---- Text provided

Sally's Hideaway: A History

Gina Germain, Christina Piaget, Christy Hill at Sally's II, 1995

    "Sally's Hideaway" was a Times Square nightclub located at 264 West 43rd Street, between 7th and 8th Avenues, from 1986 to 1992.  It occupied a small, narrow, one-story site that had formerly been the home of "Blue's," itself a Times Square landmark.  Blue's was refuge, watering hole, and mecca to its patrons -- purveyors and practitioners of the Times Square sex trade and other various related street business.  Blue’s had been managed by a man named "Conrad," the former manager of "The Anvil," a groundbreaking gay club opened in 1974 and located near the waterfront at 10th Avenue and 14th Street, as famous for its graphic onstage shows featuring dildo play and nipple clamps -- usually starring a hunky, square-jawed and macho young man named Toby -- as for its freewheeling backroom action.  Felipe Rose, the "Indian" in The Village People, had danced on its bar before his ascent to Village People-fame.  The mid-70's roles and playful stereotypes The Village People celebrated were, in fact, typical of the macho gay male ideal of the era -- in fact, "Village" in "Village People" referred directly to that cluster of gay clubs where that macho gay male ideal reigned supreme - aligned along the West Side Highway from 14th to 21st Streets - the Eagle, the Spike, and the Anvil - and south to the piers along the Hudson River and to Christopher Street, historically emblematic of the gay spirit in New York City

    Times Square, during those days, in contrast to the Village, was the place where Black and Latin drag queens and hustlers were in their element, where sex was more a business than a form of recreation.  The Village, with the exception of a drag/femme queen hustling strip along 14th Street and 9th Avenue stretching over to the Hudson River, was more Caucasian, the sons (mostly) and daughters of the middle class, more educated, generally more privileged and "entitled."  This constituted - generally - the racial and economic Divide but as AIDS began to devastate the gay landscape in the early 80's many fell and fell hard - on either side of the Divide.  The Anvil, which had opened it doors in September, 1974, on the tide of sexual liberation, after a spectacular 11-year run, was forced to close its doors in November, 1985, as much a casualty of the disease itself as of the homophobic hysteria that began to grip the country.  Other businesses closed - either forcibly or voluntarily - including the Mineshaft (around the corner from the Anvil on Washington Street) and the bathhouses - the Everard Baths on 28th Street, the Club Baths and St. Marks Bathhouse, Man's Country Bathhouse on 15th Street, the Barracks.  The Cockring, a popular dance club at the corner of Christopher Street and the West Side Highway, was on the ground floor of a building remodeled into a luxury hotel - the River Hotel - in anticipation of the gay boom the late '70's seemed to offer - but both closed as AIDS decimated the culture and the hotel, in a tragically ironic twist, was ultimately converted to an AIDS hospice - Bailey House.  That time - the early mid '80's - was a desperate time.

--------
---- Recorded data

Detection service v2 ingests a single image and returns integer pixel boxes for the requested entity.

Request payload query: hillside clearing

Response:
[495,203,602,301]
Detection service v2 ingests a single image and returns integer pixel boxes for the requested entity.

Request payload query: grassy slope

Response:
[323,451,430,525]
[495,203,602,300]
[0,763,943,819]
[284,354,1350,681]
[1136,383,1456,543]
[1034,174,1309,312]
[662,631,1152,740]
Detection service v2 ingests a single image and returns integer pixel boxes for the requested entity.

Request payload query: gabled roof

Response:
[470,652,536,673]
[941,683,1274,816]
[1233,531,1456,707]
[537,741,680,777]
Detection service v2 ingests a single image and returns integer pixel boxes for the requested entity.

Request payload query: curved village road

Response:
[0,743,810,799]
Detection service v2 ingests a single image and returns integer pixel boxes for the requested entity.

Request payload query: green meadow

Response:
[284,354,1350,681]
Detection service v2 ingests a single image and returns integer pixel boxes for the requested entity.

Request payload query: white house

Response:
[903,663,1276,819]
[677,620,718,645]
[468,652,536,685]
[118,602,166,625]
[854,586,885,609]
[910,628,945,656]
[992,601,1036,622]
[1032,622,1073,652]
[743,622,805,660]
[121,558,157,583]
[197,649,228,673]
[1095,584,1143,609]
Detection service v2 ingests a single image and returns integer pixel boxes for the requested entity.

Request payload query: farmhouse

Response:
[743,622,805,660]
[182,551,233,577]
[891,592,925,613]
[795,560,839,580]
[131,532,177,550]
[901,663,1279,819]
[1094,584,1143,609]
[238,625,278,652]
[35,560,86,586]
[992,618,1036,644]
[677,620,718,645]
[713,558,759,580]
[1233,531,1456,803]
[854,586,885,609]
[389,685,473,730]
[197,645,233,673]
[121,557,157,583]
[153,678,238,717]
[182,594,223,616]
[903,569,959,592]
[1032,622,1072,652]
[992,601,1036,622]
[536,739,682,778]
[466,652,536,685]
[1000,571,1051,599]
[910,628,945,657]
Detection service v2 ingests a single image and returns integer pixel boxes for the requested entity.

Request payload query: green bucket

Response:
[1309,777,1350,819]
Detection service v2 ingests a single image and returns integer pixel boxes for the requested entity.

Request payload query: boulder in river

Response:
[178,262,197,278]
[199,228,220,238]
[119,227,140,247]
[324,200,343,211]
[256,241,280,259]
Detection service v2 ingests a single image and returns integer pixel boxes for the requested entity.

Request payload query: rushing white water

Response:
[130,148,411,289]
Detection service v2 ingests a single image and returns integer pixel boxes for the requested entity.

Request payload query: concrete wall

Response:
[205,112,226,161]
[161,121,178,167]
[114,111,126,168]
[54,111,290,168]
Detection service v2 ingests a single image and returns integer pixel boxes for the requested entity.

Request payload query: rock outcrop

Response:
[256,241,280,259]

--------

### List of tasks
**A)** Sum up the history of Sally's Hideaway in two sentences.
**B)** In one to three sentences, explain why the history of Sally's Hideaway says the Anvil closed in November 1985.
**C)** Extend the history of Sally's Hideaway from its last sentence.
The records are their own material and have nothing to do with the history of Sally's Hideaway.

### Answers for the exercise
**A)** Sally's Hideaway was a Times Square nightclub at 264 West 43rd Street from 1986 to 1992, in a narrow one-story space that had earlier housed Blue's, a hangout for people in the Times Square sex trade run by Conrad, the former manager of the Anvil. The history contrasts Times Square, where Black and Latin drag queens and hustlers were at home, with the whiter, more middle-class Village, and describes how AIDS in the early '80s led to the closing of the Anvil, the Mineshaft, the bathhouses, and other clubs.

**B)** The Anvil was forced to close as much because of AIDS itself as because of the homophobic hysteria that began to grip the country. It shut after an 11-year run that had started in September 1974.

**C)**
    After the closing of the Anvil, Conrad moved on to Blue's, managing it from January of 1986 until later that same year when a man named Sally Maggio took over the space, renaming the bar "Sally's Hideaway."  Sally's previous business venture had been the "Greenwich Pub," at 8th Avenue and 13th Street in Greenwich Village, opened in the early 80's.  The Greenwich Pub was a popular gathering place for transgender gays and their "admirers."  Drag shows and male strip shows constituted the cabaret entertainment and as popular as it was with its colorful clientele, it was Sally's move to Midtown and the opening of "Sally's Hideaway" that solidified Sally's preeminence in the world of pre-op transsexuals, drag queens, cross-dressers, transvestites, male strippers and hustlers of every stripe and hue.

    Sally began his show biz career as a manager at the infamous "220 Club," located at 220 West Houston Street, one of the most famous of the transgender/gay nightclubs of the early 1970's, where he met Jesse Torres, an ample-bodied femme queen who also worked at the 220 and who became one of his closest friends and - later - his business partner.  It can probably be said that the 220 Club descended directly from the Stonewall Inn and - by extension - the Stonewall riots.  The Stonewall Inn was popular with transgender gays and it was their courage that played such an important role in the Stonewall riots of 1969, the beginning of the modern Gay Liberation Movement.  The 220 Club was the foremost venue for the transgender crowd in its day, a distinction later shared by the Greenwich Pub, Sally's Hideaway, and, later, Sally's II.

    Sally's Hideaway was damaged by fire in 1992 and Sally, undeterred, moved a few doors down the block to 252 West 43rd Street, formerly occupied by an after-hours-style drug den named "Rose Saigon."  Renamed "Sally's II," it would thenceforth be known simply as "Sally's."  Sally's conveniently connected by way of a catwalk to the lobby of the Carter Hotel (previously known as the Dixie Hotel).  The 24-story Carter Hotel towered monumentally over the cityscape, its huge red neon sign visible for miles, a phallus, a temple, its rooms available for the "short stay."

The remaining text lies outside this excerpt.